■ **TASK BRIEF**: Give the lines of the records as a numbered list, omitting blank lines, from the line containing "target | plant debris" through the end of the records, inclusive.

■ **DATA ROWS**:
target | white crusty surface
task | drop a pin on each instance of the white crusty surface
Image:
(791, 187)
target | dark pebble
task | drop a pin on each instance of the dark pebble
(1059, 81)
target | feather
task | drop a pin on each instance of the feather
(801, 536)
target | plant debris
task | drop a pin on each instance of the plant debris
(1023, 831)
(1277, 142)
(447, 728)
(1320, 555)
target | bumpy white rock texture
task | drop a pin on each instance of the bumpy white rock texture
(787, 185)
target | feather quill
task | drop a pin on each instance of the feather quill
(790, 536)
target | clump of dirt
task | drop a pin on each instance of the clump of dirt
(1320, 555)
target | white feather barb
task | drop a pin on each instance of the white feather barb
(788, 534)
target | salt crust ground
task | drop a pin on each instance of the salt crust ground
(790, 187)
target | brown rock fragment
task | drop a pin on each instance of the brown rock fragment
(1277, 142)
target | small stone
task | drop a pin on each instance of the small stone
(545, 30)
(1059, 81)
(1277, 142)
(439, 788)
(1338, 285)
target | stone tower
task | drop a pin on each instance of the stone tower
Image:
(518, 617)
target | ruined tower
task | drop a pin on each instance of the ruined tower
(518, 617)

■ **OUTPUT FOR THIS EXERCISE**:
1. target | plant debris
2. task | drop a pin on each instance of the plant debris
3. (1023, 831)
4. (1277, 142)
5. (447, 728)
6. (1320, 555)
7. target | bumpy white rock texture
8. task | drop a pin on each instance of the bumpy white rock texture
9. (787, 185)
10. target | feather quill
11. task | drop a pin on each instance of the feather quill
12. (790, 536)
13. target | clump of dirt
14. task | drop a pin on each instance of the clump of dirt
15. (1320, 555)
16. target | white feather barb
17. task | drop a pin on each instance of the white feather barb
18. (788, 534)
19. target | salt crust ground
20. task | drop a pin on each instance of the salt crust ground
21. (790, 187)
22. target | brown rock fragment
23. task | drop a pin on each instance of the brown rock fragment
24. (1277, 142)
25. target | small stone
26. task | drop a pin on each instance of the small stone
27. (545, 30)
28. (1059, 81)
29. (1277, 142)
30. (439, 788)
31. (1338, 285)
32. target | stone tower
33. task | drop a pin on each instance of the stone tower
34. Image:
35. (518, 617)
36. target | ruined tower
37. task | drop a pin on each instance of the ruined tower
38. (518, 617)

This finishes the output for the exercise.